++++ Kutipan Dokumen ++++
RADARBEKASI.ID, BEKASI – Pemilik rumah bersama dengan kuasa hukum resmi melaporkan pengembang Cluster Green Village kepada pihak kepolisian akhir pekan kemarin. Langkah ini akhirnya dipilih sebagai jalan terakhir lantaran tak kunjung ada solusi bagi sepuluh pemilik rumah.
Kuasa hukum korban menduga kuat adanya kejahatan terorganisasi korporasi sehingga warga tertipu.
Hampir satu bulan, sembilan penghuni rumah di Cluster Green Village, Kelurahan Perwira, Kecamatan Bekasi Utara, Kota Bekasi kehilangan akses jalan tepat di depan rumah mereka setelah dilakukan eksekusi oleh pemilik lahan yang sah.
Satu rumah lainnya terancam harus dibongkar sebagian bangunannya lantaran berdiri di atas tanah milik orang lain, bukan milik pengembang.
Pengembang, yakni PT Surya Mitratama Persada dilaporkan dengan dugaan penipuan dan atau penggelapan. Hal ini terlihat dari tidak sesuainya luas tanah yang dipesan dan dibayar oleh penghuni dengan luas tanah yang tertera pada sertifikat.
Lebih dari itu, Fasos Fasum termasuk jalan lingkungan di depan rumah para korban juga saat ini tidak ada, akses warga hanya tersisa 80 cm setelah berdiri tembok kokoh pembatas antara lahan cluster dengan lahan yang sebelumnya sengketa.
++++
Soal Latihan
1 > Dalam berita tentang sengketa lahan Cluster Green Village, berapa lebar akses warga yang masih tersisa setelah tembok pembatas berdiri?
2 > Lanjutkan berita tentang sengketa lahan Cluster Green Village mulai setelah kalimat terakhirnya.
++++ Informasi Hasil Ekstraksi ++++
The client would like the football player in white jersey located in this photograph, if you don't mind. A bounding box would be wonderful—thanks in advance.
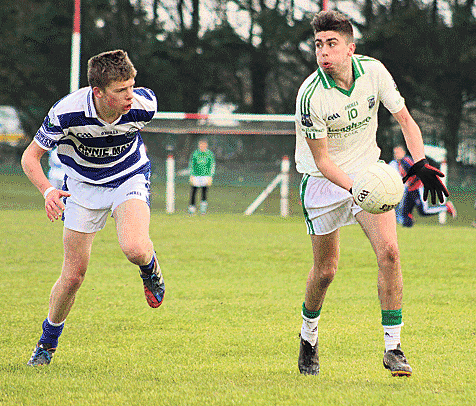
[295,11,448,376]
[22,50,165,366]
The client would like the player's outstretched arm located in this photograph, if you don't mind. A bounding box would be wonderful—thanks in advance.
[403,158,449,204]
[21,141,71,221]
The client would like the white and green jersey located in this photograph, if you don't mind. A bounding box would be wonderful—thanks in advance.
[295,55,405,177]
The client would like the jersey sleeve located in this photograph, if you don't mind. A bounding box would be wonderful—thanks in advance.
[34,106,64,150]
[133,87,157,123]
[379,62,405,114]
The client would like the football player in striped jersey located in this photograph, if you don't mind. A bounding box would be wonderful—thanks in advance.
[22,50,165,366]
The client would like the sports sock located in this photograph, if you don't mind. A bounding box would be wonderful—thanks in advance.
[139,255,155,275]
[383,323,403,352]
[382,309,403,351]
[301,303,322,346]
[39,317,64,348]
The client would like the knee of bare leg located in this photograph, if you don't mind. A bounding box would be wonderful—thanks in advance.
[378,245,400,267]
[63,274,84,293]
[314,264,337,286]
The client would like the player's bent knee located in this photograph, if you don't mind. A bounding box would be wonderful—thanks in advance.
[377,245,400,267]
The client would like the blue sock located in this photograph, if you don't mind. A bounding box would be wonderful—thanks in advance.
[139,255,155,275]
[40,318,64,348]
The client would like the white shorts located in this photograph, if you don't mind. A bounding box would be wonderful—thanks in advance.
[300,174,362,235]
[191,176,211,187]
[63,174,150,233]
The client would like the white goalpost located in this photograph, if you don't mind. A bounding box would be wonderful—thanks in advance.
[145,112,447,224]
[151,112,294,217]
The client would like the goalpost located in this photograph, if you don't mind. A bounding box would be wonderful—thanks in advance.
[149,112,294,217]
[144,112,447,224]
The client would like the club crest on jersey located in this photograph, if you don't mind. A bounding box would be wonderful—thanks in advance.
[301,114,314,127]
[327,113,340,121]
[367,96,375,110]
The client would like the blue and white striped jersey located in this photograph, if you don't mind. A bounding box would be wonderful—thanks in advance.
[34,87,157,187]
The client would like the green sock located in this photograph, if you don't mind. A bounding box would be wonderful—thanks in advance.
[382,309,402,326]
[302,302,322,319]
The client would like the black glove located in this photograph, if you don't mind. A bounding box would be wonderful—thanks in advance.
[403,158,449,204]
++++
++++ Informasi Hasil Ekstraksi ++++
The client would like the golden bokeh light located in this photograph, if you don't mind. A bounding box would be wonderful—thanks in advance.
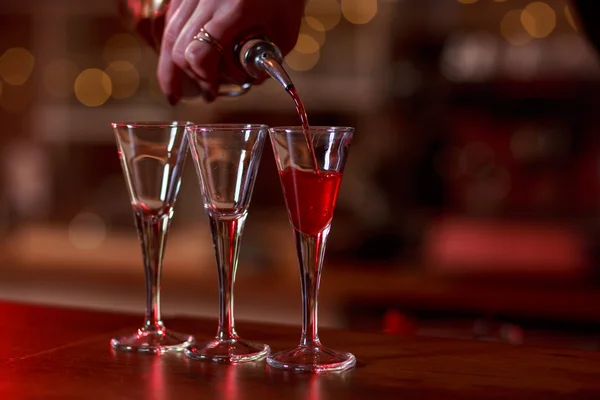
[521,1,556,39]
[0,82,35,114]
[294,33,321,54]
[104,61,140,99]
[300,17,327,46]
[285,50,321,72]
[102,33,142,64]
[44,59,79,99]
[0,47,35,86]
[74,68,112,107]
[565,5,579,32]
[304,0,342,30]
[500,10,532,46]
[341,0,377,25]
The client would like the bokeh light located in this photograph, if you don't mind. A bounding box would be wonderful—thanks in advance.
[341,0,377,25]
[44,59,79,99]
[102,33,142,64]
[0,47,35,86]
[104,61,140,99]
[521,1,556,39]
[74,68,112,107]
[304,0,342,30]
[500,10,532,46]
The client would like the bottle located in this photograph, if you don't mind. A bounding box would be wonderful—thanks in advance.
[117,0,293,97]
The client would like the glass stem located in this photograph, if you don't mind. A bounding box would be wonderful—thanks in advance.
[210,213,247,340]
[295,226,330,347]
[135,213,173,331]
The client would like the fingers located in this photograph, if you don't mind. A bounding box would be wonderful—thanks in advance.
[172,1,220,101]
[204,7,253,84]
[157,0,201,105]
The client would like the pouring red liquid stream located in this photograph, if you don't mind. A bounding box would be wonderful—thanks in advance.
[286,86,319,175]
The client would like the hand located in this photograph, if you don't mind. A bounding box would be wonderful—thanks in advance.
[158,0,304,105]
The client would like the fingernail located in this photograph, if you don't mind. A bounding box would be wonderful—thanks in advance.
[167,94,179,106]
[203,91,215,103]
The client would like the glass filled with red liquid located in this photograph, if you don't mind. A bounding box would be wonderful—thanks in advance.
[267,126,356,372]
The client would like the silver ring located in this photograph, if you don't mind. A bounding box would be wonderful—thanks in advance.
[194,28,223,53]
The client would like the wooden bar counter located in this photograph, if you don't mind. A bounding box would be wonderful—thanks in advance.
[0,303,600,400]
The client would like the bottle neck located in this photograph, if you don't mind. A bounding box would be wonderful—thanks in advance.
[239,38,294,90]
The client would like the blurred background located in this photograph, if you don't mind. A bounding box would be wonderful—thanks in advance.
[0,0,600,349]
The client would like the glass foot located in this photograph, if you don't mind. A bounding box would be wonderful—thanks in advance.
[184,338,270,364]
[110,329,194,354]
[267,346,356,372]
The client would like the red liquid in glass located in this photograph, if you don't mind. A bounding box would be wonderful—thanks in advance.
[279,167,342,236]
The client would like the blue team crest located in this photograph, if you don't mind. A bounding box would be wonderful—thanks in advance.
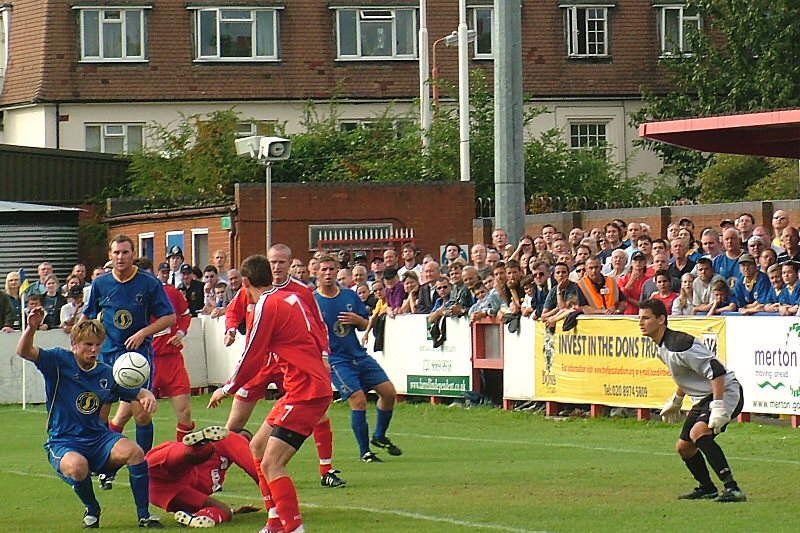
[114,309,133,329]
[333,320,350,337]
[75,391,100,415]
++++
Jawaban Latihan
1 > Hanya 80 cm.

2 >
“Tapi nyatanya Fasum juga tidak ada, tanah kita (pemilik) yang 72 (meter) juga cuma 60. Artinya disini banyak kebohongan, banyak penipuan,” kata kuasa hukum warga, Yanto Irianto.
Dari sisi hukum kata Yanto, jelas menurutnya terjadi kejahatan terorganisasi korporasi. Beberapa pihak dapat terseret ke dalam permasalahan ini, mulai dari Pemerintah Kota (Pemkot), Badan Pertanahan Nasional (BPN) Kota Bekasi, hingga perbankan, yakni turut serta membantu kejahatan yang dilakukan oleh pengembang.
Pembangunan cluster ini disebut pernah dilakukan penyegelan oleh Pemkot Bekasi pada tahun 2016 silam, namun proses pembangunan kembali berlanjut. Begitu pula dengan pihak perbankan yang memberikan kredit kepada kliennya meskipun hunian tidak memiliki akses jalan.
“Sudah jelas sekarang membeli kredit, tidak mungkin bank memberi kredit tidak ada jalan umum, itu kan jelas. Berarti ada kolaborasi antara pengembang, bank, dan pemberi izin,” tambahnya.
Yanto menyebut saat ini kliennya tidak dapat menjalankan aktivitas seperti sedia kala dengan keterbatasan akses jalan.
Sebelumnya, Plt Walikota Bekasi, Tri Adhianto telah memerintahkan Dinas Tata Ruang (Distaru) untuk mencermati proses perizinan pembangunan cluster tersebut. Ia menilai, Pemkot Bekasi sama-sama dirugikan lantaran Fasos Fasum merupakan aset milik pemerintah yang akan diberikan kepada masyarakat.
“Jadi, saya minta kemarin, kalau ada hal-hal yang kemudian dilanggar, harus ada Punishment terhadap pengembang yang ada,” ungkapnya belum lama ini.
Tri menyebut bahwa pihaknya sudah tiga kali memanggil serta mencari pengembang, namun belum membuahkan hasil.
“Kita dorong dia untuk memenuhi kewajibannya itu, sehingga nanti dia harus membebaskan lahan yang kemudian sudah masuk dalam proses perizinan pasti,” tambahnya.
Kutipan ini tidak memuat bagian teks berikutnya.